>> BEGIN Data supplied

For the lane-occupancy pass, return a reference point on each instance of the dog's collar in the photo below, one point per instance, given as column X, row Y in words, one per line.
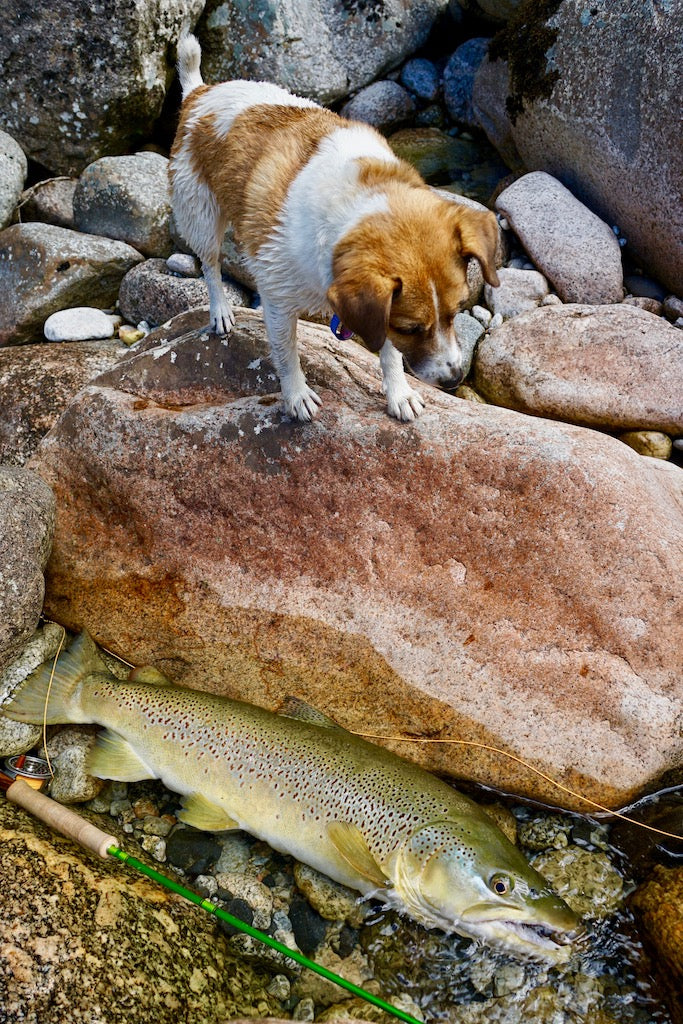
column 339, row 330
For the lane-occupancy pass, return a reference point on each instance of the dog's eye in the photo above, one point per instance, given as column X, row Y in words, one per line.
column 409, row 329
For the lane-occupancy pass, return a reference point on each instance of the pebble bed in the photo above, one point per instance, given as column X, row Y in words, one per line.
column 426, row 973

>> END Data supplied
>> BEGIN Data supplied

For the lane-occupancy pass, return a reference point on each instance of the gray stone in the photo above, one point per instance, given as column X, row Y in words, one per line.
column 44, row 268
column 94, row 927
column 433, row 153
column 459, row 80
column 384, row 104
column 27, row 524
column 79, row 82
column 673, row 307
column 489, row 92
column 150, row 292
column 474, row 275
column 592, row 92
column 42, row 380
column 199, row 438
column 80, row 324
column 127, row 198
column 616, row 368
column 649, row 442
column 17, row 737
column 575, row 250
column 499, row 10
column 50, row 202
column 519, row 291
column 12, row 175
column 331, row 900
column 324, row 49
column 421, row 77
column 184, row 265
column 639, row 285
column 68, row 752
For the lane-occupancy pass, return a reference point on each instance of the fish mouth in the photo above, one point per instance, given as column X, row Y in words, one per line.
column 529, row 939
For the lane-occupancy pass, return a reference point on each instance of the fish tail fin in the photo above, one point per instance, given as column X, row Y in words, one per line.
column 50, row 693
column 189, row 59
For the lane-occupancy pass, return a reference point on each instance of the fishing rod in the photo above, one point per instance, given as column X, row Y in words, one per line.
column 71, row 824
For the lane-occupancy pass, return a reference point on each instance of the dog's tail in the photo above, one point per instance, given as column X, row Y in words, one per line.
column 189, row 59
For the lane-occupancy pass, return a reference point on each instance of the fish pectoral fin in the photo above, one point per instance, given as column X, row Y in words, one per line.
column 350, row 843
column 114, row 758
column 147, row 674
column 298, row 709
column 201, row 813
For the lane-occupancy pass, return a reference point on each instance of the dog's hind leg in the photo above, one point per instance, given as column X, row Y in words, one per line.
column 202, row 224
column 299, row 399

>> END Data supplied
>> BEGIN Data supplied

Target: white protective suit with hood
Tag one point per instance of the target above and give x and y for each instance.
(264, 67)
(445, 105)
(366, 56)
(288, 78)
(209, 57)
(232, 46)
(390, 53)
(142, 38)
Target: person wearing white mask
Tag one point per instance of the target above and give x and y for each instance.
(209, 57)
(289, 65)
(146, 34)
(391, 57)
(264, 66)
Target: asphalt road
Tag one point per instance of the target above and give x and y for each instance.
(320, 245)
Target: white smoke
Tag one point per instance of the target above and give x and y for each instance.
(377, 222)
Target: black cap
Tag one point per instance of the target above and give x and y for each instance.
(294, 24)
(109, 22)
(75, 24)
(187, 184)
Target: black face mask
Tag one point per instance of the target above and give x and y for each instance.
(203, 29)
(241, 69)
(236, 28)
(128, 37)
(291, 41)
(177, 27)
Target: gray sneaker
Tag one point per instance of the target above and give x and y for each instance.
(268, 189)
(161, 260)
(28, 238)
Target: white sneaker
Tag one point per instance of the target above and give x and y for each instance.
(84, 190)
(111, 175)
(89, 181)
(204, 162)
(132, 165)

>> END Data supplied

- Problem requirements -
Convert the lines from the one containing "the dog's collar" through the one containing "column 339, row 330", inclusive, into a Markdown table with a column named Row and a column named Line text. Skip blank lines and leave the picture out.

- Task result -
| Row | Line text |
|---|---|
| 1 | For the lane-occupancy pass, return a reference point on each instance of the dog's collar in the photo below, one point per instance, given as column X, row Y in words, one per line. |
| 2 | column 339, row 330 |